• [Problem statement]: Count the lines in the material below that contain the string "grass", treating uppercase and lowercase as different, and reply with only the number.

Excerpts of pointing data
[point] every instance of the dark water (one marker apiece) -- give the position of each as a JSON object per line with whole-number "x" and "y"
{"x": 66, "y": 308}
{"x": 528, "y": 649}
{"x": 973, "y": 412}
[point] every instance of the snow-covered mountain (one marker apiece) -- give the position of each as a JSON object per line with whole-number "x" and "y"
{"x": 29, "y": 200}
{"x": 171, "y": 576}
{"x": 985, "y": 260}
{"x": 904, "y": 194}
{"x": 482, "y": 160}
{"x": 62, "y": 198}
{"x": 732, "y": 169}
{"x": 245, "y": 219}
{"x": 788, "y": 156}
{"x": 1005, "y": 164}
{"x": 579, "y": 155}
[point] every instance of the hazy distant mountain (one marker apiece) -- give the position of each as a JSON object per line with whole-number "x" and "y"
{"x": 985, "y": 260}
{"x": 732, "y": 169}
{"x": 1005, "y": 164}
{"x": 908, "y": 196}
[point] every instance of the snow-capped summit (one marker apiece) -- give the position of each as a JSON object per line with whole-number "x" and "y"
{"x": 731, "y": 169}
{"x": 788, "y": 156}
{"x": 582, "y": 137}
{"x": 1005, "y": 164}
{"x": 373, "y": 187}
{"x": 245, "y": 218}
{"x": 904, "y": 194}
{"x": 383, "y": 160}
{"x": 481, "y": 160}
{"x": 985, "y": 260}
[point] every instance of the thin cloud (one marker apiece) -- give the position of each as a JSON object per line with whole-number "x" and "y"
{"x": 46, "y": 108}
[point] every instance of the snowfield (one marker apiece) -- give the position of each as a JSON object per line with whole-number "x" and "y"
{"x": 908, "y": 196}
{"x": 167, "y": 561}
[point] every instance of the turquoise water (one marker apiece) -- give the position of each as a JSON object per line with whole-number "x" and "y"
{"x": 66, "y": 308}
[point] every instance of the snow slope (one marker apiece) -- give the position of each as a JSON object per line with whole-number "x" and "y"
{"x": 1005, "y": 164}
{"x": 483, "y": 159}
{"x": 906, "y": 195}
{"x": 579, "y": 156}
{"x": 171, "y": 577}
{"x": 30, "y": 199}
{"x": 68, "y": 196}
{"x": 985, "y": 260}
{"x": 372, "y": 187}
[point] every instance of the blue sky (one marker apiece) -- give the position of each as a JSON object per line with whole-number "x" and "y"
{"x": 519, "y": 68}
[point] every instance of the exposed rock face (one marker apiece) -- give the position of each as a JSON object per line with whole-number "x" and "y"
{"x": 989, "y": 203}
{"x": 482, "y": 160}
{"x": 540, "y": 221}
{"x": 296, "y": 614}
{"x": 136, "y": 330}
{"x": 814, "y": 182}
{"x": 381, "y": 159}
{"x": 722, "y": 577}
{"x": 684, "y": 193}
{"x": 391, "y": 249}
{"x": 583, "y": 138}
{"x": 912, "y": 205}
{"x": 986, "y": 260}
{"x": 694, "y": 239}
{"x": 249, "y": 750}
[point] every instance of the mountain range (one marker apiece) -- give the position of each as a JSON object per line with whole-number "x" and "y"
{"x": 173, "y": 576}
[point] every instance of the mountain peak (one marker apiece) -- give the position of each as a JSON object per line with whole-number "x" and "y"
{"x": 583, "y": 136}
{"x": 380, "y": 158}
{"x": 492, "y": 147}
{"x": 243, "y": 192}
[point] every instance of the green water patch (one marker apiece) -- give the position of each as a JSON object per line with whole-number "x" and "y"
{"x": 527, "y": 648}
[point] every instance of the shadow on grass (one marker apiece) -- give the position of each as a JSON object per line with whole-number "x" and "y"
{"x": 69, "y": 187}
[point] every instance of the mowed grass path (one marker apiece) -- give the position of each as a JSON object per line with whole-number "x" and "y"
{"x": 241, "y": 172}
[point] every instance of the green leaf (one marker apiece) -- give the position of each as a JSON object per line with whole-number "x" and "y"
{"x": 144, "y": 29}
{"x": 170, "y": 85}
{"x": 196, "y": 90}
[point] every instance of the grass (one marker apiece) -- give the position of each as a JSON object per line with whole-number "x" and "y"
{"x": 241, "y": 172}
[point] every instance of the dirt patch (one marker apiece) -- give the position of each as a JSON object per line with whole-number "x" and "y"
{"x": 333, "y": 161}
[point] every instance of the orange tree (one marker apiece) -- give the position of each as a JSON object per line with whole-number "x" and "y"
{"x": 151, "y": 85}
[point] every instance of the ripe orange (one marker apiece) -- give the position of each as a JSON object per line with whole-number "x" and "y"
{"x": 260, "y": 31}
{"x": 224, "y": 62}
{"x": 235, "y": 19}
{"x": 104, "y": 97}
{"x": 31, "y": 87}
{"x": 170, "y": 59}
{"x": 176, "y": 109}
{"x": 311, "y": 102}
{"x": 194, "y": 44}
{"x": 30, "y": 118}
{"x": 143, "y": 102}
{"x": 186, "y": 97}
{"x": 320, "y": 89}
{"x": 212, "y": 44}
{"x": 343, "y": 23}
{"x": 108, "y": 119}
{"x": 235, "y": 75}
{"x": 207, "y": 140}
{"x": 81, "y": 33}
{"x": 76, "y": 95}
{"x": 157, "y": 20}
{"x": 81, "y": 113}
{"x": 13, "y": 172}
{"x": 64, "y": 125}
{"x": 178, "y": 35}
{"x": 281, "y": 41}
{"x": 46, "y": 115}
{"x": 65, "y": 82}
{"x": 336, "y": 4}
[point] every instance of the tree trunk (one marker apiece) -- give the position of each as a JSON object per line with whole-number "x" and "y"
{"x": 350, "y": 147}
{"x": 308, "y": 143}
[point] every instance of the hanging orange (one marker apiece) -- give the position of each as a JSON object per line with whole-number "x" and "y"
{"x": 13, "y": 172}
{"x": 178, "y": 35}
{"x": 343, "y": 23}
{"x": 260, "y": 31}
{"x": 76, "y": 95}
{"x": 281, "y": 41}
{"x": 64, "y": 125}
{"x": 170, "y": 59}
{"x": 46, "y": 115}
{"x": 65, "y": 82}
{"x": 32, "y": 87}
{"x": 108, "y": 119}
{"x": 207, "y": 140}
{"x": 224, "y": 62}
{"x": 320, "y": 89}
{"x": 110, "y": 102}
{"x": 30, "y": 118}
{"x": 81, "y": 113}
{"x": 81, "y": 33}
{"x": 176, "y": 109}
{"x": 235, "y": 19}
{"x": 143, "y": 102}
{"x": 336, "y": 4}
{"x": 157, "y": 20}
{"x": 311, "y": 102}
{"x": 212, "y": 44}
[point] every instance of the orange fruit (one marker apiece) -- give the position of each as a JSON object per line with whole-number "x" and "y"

• [Full response]: 3